◆ **DOCUMENT SECTION**:
Oireachtas Joint and Select Committees

Wednesday, 29 May 2024

Joint Oireachtas Committee on Agriculture, Food and the Marine

Compliance with the Nitrates Directive and Implications for Ireland: Discussion (Resumed)

Mr. Conor Mulvihill:

I am a glass half full person. I really think we have a fabulous dairy industry in Ireland. Its fundamentals in economics and sustainability are fantastic and we are caught in this uncertainty - I use that word over and over again - that is absolutely killing us and causing the industry to haemorrhage young farmers and confidence at the moment. We have the opportunity, because of the blessing of our historic dairy culture and climate, to be a structural exporter to Europe, including to such countries as France and Germany, if we get it right. That means delivering on our water quality and greenhouse gas, GHG, commitments. We will have the fundamentals right, if we get over this hump. We have navigated this before. We got through Brexit, the Covid-19 pandemic, the Ukraine war and the energy crisis, and the dairy industry came out of each and every one stronger.

We have a group of policies and it is manifest in appendix C, that Europe has taken a decision - the Cathaoirleach also addressed it with respect to his visit to Europe - to structurally decline dairy production over the course of this. It is manifest in the graphs. Ireland, which is the jewel in the crown of Europe's dairy economy, as it is a grass-fed, outdoor, family-farm-based economy, is now haemorrhaging milk. I still maintain that the fundamentals are hugely positive. We have issues, but we are addressing them. The industry is here together, marching in lockstep. It is not very often the dairy and meat industries are seen together. We are marching in lockstep because we can see that we are dependent on one another, on the tillage industry, on the good organics industry and so on. This has been portrayed in some quarters as a dairy issue. It is not. It is not even an agriculture issue. This is an Ireland Inc. issue. If we get over this, if we take the canaries in the mines that are falling off and get it right, we can come back. We might not be growing. It is quite clear we are probably not in the post quota era we have been in for many years. However, we do not want to be in a situation where rural Ireland is haemorrhaging billions of euro. That is what is manifesting. We are pleading with the committee to help us to address it and to make our water quality what we all want it to be.

◆ **ASSIGNED TASK 1**: Decide whether each statement below agrees with the committee statement by Mr. Conor Mulvihill. Answer yes or no for each, and quote the words from the statement that settle it. (a) The speaker says the dairy industry emerged stronger from Brexit, the Covid-19 pandemic, the Ukraine war and the energy crisis. (b) The speaker treats the matter as purely a dairy issue. (c) The speaker says Ireland could become a structural exporter to countries such as France and Germany.
◆ **ASSIGNED TASK 2**: Summarize the committee statement by Mr. Conor Mulvihill in two sentences.
◆ **ASSIGNED TASK 3**: Continue the committee statement by Mr. Conor Mulvihill, starting after its final sentence.

◆ **LISTED ENTRIES**:
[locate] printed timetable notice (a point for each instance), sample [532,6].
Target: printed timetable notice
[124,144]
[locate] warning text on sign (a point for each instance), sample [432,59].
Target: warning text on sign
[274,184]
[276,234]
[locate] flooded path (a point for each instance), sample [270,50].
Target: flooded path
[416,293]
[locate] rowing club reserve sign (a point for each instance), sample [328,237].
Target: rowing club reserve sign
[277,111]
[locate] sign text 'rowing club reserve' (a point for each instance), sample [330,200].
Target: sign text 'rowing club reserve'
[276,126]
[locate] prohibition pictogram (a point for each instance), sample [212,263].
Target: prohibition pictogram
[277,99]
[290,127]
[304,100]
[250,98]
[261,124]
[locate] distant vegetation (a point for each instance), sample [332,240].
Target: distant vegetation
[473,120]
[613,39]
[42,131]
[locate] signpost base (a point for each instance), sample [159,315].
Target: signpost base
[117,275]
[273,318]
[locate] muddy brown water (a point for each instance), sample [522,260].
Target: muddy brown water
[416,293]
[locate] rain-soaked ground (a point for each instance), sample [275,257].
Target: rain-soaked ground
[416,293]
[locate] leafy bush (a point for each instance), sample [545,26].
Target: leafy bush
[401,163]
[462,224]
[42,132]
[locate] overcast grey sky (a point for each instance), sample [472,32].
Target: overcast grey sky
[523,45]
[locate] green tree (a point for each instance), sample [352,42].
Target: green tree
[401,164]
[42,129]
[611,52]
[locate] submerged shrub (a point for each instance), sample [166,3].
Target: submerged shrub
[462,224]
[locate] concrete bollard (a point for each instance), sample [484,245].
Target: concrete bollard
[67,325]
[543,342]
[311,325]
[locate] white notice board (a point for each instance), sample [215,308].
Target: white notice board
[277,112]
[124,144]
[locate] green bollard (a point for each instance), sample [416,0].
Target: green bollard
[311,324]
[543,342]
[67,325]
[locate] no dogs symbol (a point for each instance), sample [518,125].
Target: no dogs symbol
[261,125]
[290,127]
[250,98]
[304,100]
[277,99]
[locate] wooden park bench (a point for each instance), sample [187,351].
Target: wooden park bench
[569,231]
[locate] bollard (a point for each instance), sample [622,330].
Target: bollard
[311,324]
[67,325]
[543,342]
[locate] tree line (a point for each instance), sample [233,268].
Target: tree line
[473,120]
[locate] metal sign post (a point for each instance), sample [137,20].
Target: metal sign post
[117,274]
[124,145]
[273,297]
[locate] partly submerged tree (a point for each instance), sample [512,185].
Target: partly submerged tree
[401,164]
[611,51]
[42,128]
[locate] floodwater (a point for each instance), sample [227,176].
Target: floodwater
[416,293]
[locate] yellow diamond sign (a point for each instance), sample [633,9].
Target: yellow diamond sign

◆ **ANSWER SPACE 1**:
(a) Yes: "We got through Brexit, the Covid-19 pandemic, the Ukraine war and the energy crisis, and the dairy industry came out of each and every one stronger."
(b) No: "This has been portrayed in some quarters as a dairy issue. It is not. It is not even an agriculture issue. This is an Ireland Inc. issue."
(c) Yes: "We have the opportunity, because of the blessing of our historic dairy culture and climate, to be a structural exporter to Europe, including to such countries as France and Germany, if we get it right."

◆ **ANSWER SPACE 2**: Mr. Mulvihill describes Ireland's dairy industry as fundamentally strong, yet says that uncertainty is causing it to lose young farmers and confidence, and that Europe has decided to structurally decline dairy production. He argues that this is an issue for Ireland as a whole rather than for dairy alone, and he asks the committee to help address it and improve water quality.

◆ **ANSWER SPACE 3**:
Water quality in Ireland is third in the EU. That is often forgotten. We do not have rivers of lava. We have the third best nitrates levels. There are different parameters. It is apples and oranges as this committee has heard everything about. However, Irish water quality is very good. We want it to improve and for it to be number one. If we can do that, we can keep the dairy renaissance that has kept a social and economic renaissance over rural Ireland for the past decade. We can be key exporters to the economies the Senator spoke about, such as France, and give them base product. That would be a great story for us all to tell.